## Exercise instructions
[1] For each statement below, say whether it agrees with the post on BEAM in hardware, answering yes or no and quoting the deciding words of the post. (a) The original BEAM instruction set has 158 instructions. (b) The hobby work on a hardware BEAM produced a significant result. (c) The ErlangRT project was an attempt to implement a normal BEAM VM in software.
[2] Using the post on BEAM in hardware, answer each of these questions briefly:
(a) Which two languages' memory models are named as a comparison for a simplified memory structure?
(b) Which repository holds the work on compressed instructions and a reduced instruction set?
(c) What is the current project, at https://github.com/kvakvs/ErlangAoT, aimed at?
[3] Write out the stretch of the BEAM hardware post from "So yes, some" through "https://github.com/kvakvs/ErlangAoT ).".

[erlang-questions] BEAM in hardware

Dmytro Lytovchenko dmytro.lytovchenko@REDACTED
Sat Sep 1 23:06:59 CEST 2018


There is no known hardware implementation because the original BEAM
158-instruction set is quite complex to load, parse and interpret, and the
runtime part of hardware to support built-ins and data types would be
pretty massive. But it might be possible if you simplify the opcode set,
simplify the memory structure (to save on bit manipulations) similar to
Python or Java memory model, and shrink it to something that is possible to
hard-wire.

So yes, some _hobby_ work on that was done by me without a significant
result: it turned out to be massive amount of work, without a commercial
project, and without any particular goal - it becomes really hard to focus
on the topic and to keep going. Essentially I worked on compressed
instructions and reduced instruction set (here
https://github.com/kvakvs/E4VM ), after some success I left the project,
tried implementing a normal BEAM VM in software (
https://github.com/kvakvs/ErlangRT ) and now trying another one for
simplified memory model and compiling to machine code (
https://github.com/kvakvs/ErlangAoT ).

## Data block
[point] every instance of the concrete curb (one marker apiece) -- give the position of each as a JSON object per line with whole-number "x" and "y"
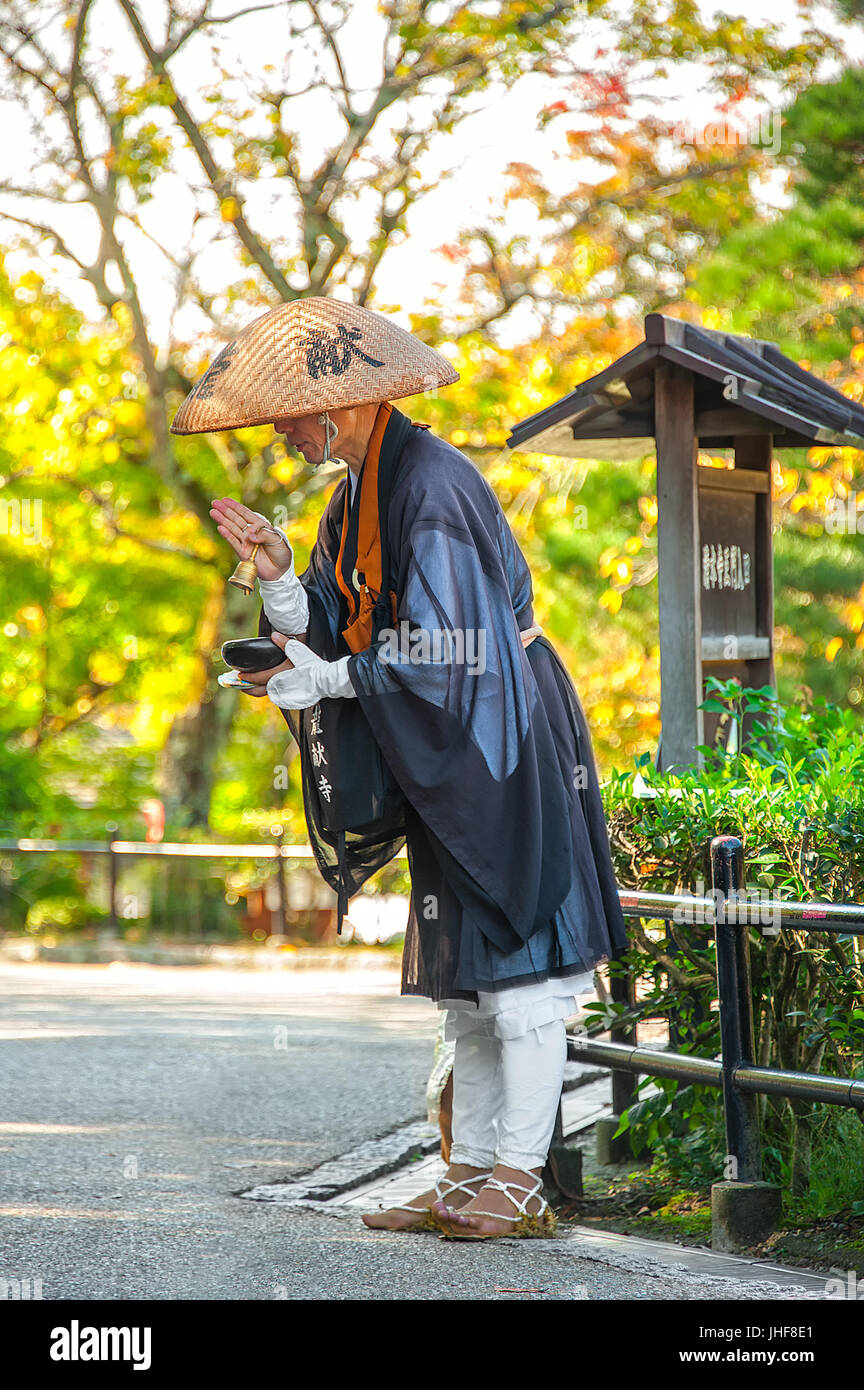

## Worked answers
[1]
(a) Yes: "158-instruction set is quite complex to load, parse and interpret"
(b) No: "without a significant result"
(c) Yes: "tried implementing a normal BEAM VM in software"

[2]
(a) Python and Java
(b) https://github.com/kvakvs/E4VM
(c) A simplified memory model and compiling to machine code

[3]
So yes, some _hobby_ work on that was done by me without a significant
result: it turned out to be massive amount of work, without a commercial
project, and without any particular goal - it becomes really hard to focus
on the topic and to keep going. Essentially I worked on compressed
instructions and reduced instruction set (here
https://github.com/kvakvs/E4VM ), after some success I left the project,
tried implementing a normal BEAM VM in software (
https://github.com/kvakvs/ErlangRT ) and now trying another one for
simplified memory model and compiling to machine code (
https://github.com/kvakvs/ErlangAoT ).